◆ **TASK INSTRUCTIONS**: Convert the rows below, from the line with "beam you can see." to the line with "[335,215,392,315]", into a two-column CSV with columns named instruction and answer. Give one line per row, with its text and its answer each in a single quoted field and any line breaks replaced by spaces.

Recorded data:
================

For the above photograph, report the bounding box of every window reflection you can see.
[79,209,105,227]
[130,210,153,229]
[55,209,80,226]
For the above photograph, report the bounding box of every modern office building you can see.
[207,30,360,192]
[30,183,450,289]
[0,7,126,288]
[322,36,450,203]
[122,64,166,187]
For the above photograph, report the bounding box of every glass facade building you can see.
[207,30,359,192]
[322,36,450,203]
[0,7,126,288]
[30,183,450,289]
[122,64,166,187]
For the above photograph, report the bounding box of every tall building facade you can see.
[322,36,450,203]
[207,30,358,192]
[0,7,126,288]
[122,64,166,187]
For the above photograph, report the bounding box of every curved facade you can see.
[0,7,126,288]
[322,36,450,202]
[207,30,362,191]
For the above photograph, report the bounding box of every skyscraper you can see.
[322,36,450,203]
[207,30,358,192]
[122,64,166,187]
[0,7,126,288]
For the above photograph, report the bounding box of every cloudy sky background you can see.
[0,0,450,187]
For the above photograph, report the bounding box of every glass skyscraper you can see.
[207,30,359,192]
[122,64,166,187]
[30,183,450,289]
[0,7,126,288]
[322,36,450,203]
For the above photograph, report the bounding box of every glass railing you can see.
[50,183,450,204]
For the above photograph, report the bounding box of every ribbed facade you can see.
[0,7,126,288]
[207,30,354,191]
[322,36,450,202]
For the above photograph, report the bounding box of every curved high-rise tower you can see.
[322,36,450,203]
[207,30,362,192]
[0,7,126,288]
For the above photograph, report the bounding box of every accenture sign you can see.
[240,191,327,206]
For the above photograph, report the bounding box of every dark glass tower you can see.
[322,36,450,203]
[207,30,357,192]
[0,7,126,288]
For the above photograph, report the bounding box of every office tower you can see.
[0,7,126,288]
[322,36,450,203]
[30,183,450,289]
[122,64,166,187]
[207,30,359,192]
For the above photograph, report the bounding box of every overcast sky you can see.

================

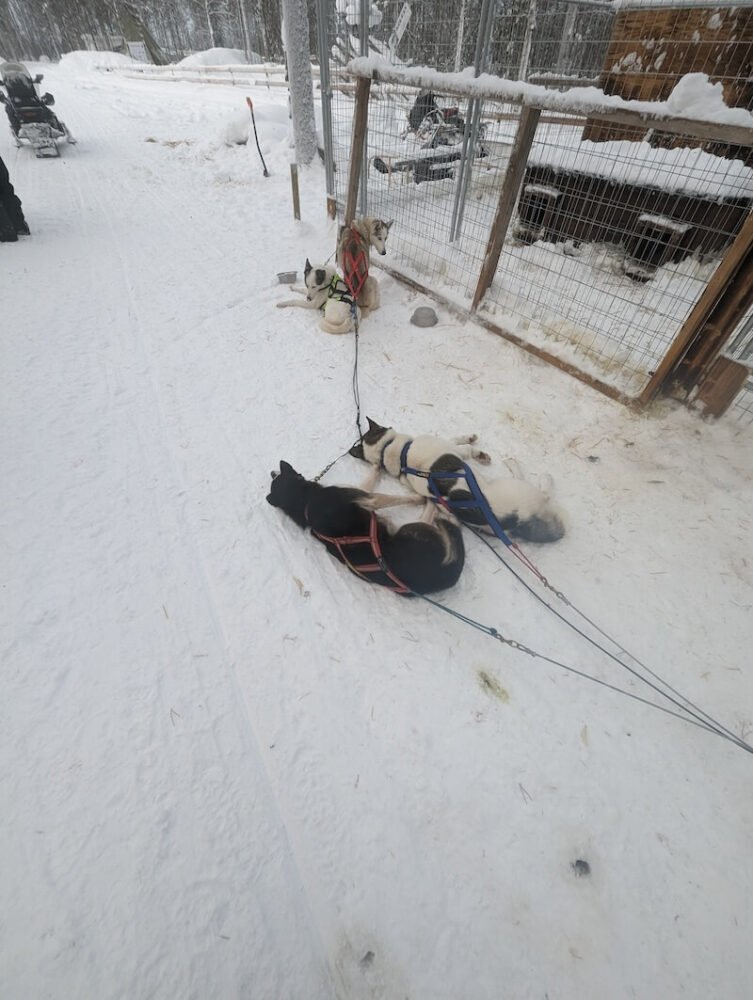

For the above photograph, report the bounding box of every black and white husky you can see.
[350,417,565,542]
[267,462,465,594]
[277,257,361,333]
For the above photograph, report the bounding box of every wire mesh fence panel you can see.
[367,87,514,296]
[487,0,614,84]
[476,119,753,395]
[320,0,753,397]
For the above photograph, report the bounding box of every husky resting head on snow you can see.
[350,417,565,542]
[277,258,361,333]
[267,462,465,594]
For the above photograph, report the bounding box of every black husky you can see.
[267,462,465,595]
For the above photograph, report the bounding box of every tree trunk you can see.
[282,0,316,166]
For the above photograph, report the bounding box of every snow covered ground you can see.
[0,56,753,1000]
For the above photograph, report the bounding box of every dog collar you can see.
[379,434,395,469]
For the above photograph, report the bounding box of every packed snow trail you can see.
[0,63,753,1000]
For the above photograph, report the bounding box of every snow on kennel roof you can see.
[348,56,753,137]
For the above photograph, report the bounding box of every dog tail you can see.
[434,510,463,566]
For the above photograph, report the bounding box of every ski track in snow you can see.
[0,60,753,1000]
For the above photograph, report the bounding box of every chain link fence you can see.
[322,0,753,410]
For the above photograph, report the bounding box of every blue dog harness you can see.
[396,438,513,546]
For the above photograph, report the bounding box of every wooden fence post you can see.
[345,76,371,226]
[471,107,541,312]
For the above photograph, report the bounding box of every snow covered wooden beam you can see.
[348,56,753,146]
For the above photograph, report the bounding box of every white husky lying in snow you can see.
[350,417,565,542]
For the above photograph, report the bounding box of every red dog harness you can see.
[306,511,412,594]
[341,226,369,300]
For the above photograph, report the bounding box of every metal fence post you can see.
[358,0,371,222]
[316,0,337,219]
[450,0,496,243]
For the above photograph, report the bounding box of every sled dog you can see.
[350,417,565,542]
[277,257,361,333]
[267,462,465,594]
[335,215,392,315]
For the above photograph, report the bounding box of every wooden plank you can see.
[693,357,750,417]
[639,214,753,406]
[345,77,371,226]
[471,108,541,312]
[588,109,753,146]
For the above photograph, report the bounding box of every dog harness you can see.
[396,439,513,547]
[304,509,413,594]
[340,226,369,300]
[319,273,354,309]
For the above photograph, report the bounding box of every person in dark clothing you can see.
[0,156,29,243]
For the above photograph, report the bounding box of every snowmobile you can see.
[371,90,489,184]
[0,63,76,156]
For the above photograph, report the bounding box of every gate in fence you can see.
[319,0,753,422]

================

◆ **FULL OUTPUT**:
instruction,answer
"For the above photograph, report the bounding box of every snow covered wooden beam you can see.","[348,56,753,146]"
"For the above photograph, report the bounding box of every white husky lying in snow you can see.","[350,417,565,542]"
"For the above photograph, report the bounding box of every red dog harness you can see.","[306,511,412,594] [341,226,369,300]"
"For the above photograph, report the bounding box of every metal fence post you can see.","[358,0,371,222] [316,0,337,219] [450,0,496,243]"
"For the above photograph, report the bounding box of every sled dog you can see.","[350,417,565,542] [277,257,361,333] [267,462,465,594] [335,215,392,315]"